**Directions**. Put every line of the items below into a numbered list, omitting blank lines and leaving the pictures out.
┌──
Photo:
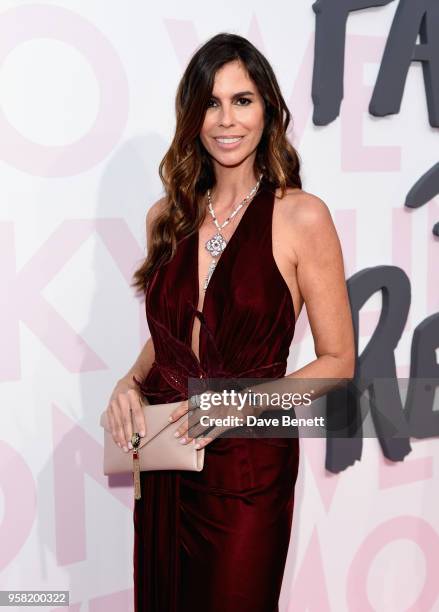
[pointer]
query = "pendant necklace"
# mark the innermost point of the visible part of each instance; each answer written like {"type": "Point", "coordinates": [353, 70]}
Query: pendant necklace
{"type": "Point", "coordinates": [216, 245]}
└──
**Reply**.
1. Photo:
2. [pointer]
3. query = "pendant necklace"
4. # mark the innermost point of the visible part of each instance; each answer written like {"type": "Point", "coordinates": [353, 70]}
5. Query: pendant necklace
6. {"type": "Point", "coordinates": [216, 245]}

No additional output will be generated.